Named object pointing data:
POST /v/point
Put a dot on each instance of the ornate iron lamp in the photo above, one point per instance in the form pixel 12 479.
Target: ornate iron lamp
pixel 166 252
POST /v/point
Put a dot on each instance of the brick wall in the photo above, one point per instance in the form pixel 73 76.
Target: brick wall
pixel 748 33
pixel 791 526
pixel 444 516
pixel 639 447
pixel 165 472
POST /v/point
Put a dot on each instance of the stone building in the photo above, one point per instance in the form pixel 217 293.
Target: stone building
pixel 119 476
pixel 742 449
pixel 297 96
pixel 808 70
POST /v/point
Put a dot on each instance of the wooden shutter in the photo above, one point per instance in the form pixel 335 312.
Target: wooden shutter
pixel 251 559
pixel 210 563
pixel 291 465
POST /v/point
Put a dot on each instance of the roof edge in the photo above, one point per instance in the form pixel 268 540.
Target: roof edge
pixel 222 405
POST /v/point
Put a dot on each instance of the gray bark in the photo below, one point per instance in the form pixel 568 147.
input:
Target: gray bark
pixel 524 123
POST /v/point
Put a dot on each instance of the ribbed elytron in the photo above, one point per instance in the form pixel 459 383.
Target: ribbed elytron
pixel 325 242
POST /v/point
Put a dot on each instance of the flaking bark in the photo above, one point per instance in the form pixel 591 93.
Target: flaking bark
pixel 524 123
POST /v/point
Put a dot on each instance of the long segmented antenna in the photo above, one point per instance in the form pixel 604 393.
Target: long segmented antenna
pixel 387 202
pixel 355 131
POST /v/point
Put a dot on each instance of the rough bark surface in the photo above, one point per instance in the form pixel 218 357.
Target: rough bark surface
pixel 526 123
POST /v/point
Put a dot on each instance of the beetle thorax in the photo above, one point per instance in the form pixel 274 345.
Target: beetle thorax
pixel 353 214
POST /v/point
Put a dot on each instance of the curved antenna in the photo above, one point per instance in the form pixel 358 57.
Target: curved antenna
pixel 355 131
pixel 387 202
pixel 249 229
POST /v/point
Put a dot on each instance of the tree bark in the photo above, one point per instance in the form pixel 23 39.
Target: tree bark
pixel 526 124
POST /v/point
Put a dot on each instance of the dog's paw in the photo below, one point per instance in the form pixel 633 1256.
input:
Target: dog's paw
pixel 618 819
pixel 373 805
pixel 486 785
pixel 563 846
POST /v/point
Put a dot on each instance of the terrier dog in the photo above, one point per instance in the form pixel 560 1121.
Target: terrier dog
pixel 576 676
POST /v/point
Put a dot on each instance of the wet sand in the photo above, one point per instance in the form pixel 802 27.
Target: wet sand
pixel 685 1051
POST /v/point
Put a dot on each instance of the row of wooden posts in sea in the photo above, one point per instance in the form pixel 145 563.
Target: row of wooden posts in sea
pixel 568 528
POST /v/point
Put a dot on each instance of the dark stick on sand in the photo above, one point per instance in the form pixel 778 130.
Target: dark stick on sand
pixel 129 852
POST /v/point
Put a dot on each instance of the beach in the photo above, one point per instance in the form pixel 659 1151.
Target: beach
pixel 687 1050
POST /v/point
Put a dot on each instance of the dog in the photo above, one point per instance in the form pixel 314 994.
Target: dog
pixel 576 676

### [Task details]
Retype all of the data above line for line, keeping every character unchanged.

### [Solution to the exercise]
POST /v/point
Put a dot on each instance of the ornate iron lamp in the photo above, one point per instance in the form pixel 12 479.
Target: ornate iron lamp
pixel 166 252
POST /v/point
Put a dot on each instance of the brick wall in the photo above, one point per instance in the form pixel 73 76.
Target: brick wall
pixel 748 33
pixel 791 526
pixel 444 516
pixel 639 447
pixel 165 472
POST /v/point
Put a dot on each instance of the stone building in the photo above, one point per instance in the form pixel 217 293.
Target: stone building
pixel 119 476
pixel 742 449
pixel 297 96
pixel 808 70
POST /v/point
Put a dot on each instance of the wooden shutter in the photo above, one point per instance in the form pixel 335 312.
Target: wooden shutter
pixel 251 559
pixel 210 563
pixel 291 465
POST /v/point
Put a dot on each instance of the roof edge in the photo above, one point per instance in the form pixel 268 540.
Target: roof edge
pixel 222 405
POST /v/point
Put a dot on each instance of the gray bark in the photo below, one point per instance in the form pixel 568 147.
input:
Target: gray bark
pixel 524 123
POST /v/point
Put a dot on each instance of the ribbed elytron in the photo above, one point per instance in the form pixel 459 383.
Target: ribbed elytron
pixel 325 242
POST /v/point
Put a dot on each instance of the flaking bark in the photo above, one point per instance in the form pixel 591 93.
Target: flaking bark
pixel 524 123
POST /v/point
Put a dot on each instance of the long segmented antenna in the photo above, one point per instance in the form pixel 604 393.
Target: long segmented antenna
pixel 387 202
pixel 355 131
POST /v/point
Put a dot on each instance of the rough bark surface in the photo above, one point per instance in the form pixel 218 357.
Target: rough bark surface
pixel 526 123
POST /v/point
Put a dot on each instance of the beetle thorax in the photo above, one point per instance in the form pixel 274 345.
Target: beetle thorax
pixel 353 214
POST /v/point
Put a dot on each instance of the curved antenna in the photo above, one point per instance in the form pixel 358 57.
Target: curved antenna
pixel 355 131
pixel 387 202
pixel 249 229
POST /v/point
Put a dot on each instance of the tree bark in the photo above, one point per instance in the form pixel 23 39.
Target: tree bark
pixel 526 124
POST /v/point
Put a dot on each instance of the dog's paw in the photo below, one point per instance in the form pixel 633 1256.
input:
Target: dog's paw
pixel 618 819
pixel 373 805
pixel 486 785
pixel 563 846
POST /v/point
Put a dot on each instance of the terrier dog in the photo above, one point per instance in the form pixel 560 1121.
Target: terrier dog
pixel 576 676
POST /v/point
Put a dot on each instance of the wet sand in the photo above, one point per instance in the form pixel 802 27.
Target: wet sand
pixel 685 1051
POST /v/point
Put a dot on each instance of the row of wooden posts in sea in the photo above, one point per instance in the form pixel 145 563.
Target: row of wooden posts in sea
pixel 568 528
POST /v/point
Put a dot on each instance of the dark stick on sand in the photo above, one point per instance in the form pixel 778 130.
Target: dark stick on sand
pixel 129 852
POST /v/point
Put a dot on each instance of the beach in the photo above, one point per instance in the form pixel 659 1151.
Target: beach
pixel 687 1050
POST /v/point
Put a dot on each instance of the dog in the photo above, one point per instance in the form pixel 314 994.
Target: dog
pixel 576 676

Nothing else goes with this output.